Texto para análise:
No front monetário, o BC ainda tem munição. Os juros estão baixos para padrões brasileiros, com a Selic em 3,75% ao ano, mas há espaço para a taxa cair mais. O Brasil vive um quadro diferente do observado nos países avançados, onde os juros já estão no chão ou abaixo de zero e os bancos centrais adotam programas de compras de ativos, para manter baixas as taxas de longo prazo. A inflação por aqui segue extremamente comportada, e há possibilidade de o Índice Nacional de Preços ao Consumidor Amplo (IPCA) ficar abaixo de 2,5% neste ano, o piso da banda de tolerância da meta.
Juros mais baixos ainda tiram alguma pressão da dívida pública, que deve ter um ano de alta em 2020. O endividamento bruto tende a voltar a subir como proporção do PIB por causa do tombo da economia e do aumento do déficit primário (receitas menos despesas, sem incluir gastos com juros). No quadro atual, porém, o crescimento da dívida bruta não é grave, ainda que ela esteja em 76% do PIB, um número elevado para mercados emergentes, que têm um endividamento médio na casa de 55% do PIB.

Dados do exercício:
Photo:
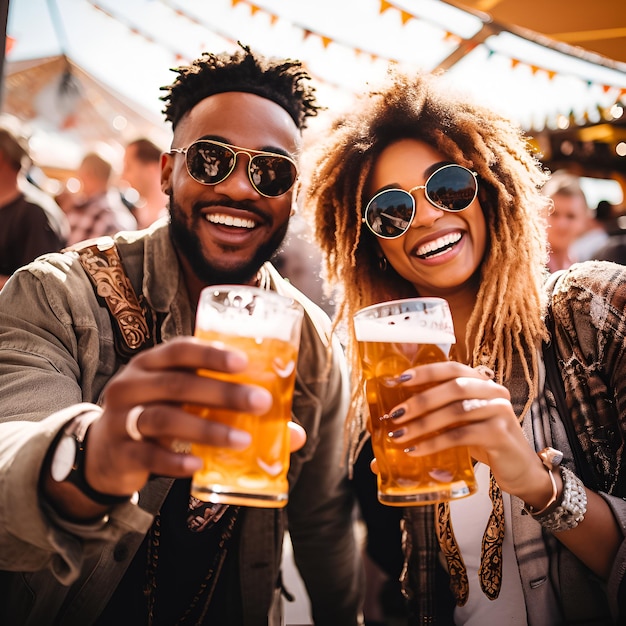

Ordem de trabalho A:
Cite do texto sobre juros e dívida pública o trecho que começa em "Juros mais baixos" e termina em "55% do PIB.".
Ordem de trabalho B:
Estenda o texto sobre juros e dívida pública, seguindo a partir da última frase.

Resposta A:
Juros mais baixos ainda tiram alguma pressão da dívida pública, que deve ter um ano de alta em 2020. O endividamento bruto tende a voltar a subir como proporção do PIB por causa do tombo da economia e do aumento do déficit primário (receitas menos despesas, sem incluir gastos com juros). No quadro atual, porém, o crescimento da dívida bruta não é grave, ainda que ela esteja em 76% do PIB, um número elevado para mercados emergentes, que têm um endividamento médio na casa de 55% do PIB.

Resposta B:
A situação delicada da economia justifica a elevação de gastos e torna a piora fiscal um aspecto secundário, desde que exista o cuidado para não aumentar despesas de modo permanente. Para enfrentar a pandemia, será necessário elevar expressivamente as despesas com saúde - algo que é permitido pelo teto de gastos, o mecanismo que limita o crescimento dos dispêndios não financeiros da União. O teto permite a abertura de créditos extraordinários para gastos como os que terão de ser feitos num quadro de emergência como a atual.
Os próximos meses serão muito complicados para a economia brasileira, a exemplo do que ocorre no mundo. A pandemia de coronavírus causa ao mesmo tempo um choque de oferta e de demanda. A expectativa dominante é que a atividade mergulhe abruptamente e comece a se recuperar alguns meses depois, mas há muita incerteza sobre quando e como vai ocorrer a retomada depois do tombo, que deve se concentrar no segundo trimestre. Fazer o dinheiro chegar a trabalhadores informais e pequenas empresas é talvez o maior desafio, sendo crucial para atenuar o impacto da crise e evitar uma recessão ainda mais forte.
Em texto publicado no blog do Instituto Brasileiro de Economia da Fundação Getulio Vargas (Ibre/FGV), o economista Samuel Pessôa dá uma outra ideia para enfrentar o problema da enorme queda na atividade econômica no período de maior distanciamento social. Para ele, não faz sentido manter as rendas monetárias inalteradas nesse cenário. Se isso ocorrer, “começará a aparecer um excesso de recursos financeiros frente à produção, que contribuirá para desorganizar a economia”, avalia Pessôa.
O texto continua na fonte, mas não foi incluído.